(Records from a collection)

BEGIN

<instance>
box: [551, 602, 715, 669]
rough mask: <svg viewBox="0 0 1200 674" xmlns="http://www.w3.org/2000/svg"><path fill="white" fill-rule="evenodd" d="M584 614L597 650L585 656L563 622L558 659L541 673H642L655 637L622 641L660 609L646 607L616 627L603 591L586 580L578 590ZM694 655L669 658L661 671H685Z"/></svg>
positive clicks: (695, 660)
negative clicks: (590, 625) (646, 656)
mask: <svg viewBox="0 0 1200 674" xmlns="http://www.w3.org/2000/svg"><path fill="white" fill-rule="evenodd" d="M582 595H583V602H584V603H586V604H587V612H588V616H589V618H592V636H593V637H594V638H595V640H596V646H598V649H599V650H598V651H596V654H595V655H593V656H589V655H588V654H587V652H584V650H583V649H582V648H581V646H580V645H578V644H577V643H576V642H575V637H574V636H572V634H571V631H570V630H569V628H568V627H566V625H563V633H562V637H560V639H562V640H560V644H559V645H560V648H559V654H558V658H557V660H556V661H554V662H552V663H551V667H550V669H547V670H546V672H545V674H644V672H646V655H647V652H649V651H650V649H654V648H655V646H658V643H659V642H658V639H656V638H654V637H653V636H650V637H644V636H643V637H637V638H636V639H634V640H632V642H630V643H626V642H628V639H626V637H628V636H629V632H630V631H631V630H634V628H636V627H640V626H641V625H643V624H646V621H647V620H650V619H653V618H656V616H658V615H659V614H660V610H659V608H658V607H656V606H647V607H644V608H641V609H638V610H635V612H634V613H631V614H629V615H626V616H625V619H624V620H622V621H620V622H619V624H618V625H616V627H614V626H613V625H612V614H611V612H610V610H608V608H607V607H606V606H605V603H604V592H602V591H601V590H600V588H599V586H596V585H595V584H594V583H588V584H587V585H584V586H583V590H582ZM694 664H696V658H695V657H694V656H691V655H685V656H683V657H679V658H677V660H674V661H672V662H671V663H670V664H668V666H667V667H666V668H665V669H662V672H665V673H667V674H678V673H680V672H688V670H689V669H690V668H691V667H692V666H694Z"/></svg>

END

*Exercise details*
Each line from the first line of the entries up to and including the line containing "positive clicks: (695, 660)" should be transcribed exactly, with all other lines left out.

*Problem solution*
<instance>
box: [551, 602, 715, 669]
rough mask: <svg viewBox="0 0 1200 674" xmlns="http://www.w3.org/2000/svg"><path fill="white" fill-rule="evenodd" d="M584 614L597 650L585 656L563 622L558 659L541 673H642L655 637L622 641L660 609L646 607L616 627L603 591L586 580L578 590ZM694 655L669 658L661 671H685Z"/></svg>
positive clicks: (695, 660)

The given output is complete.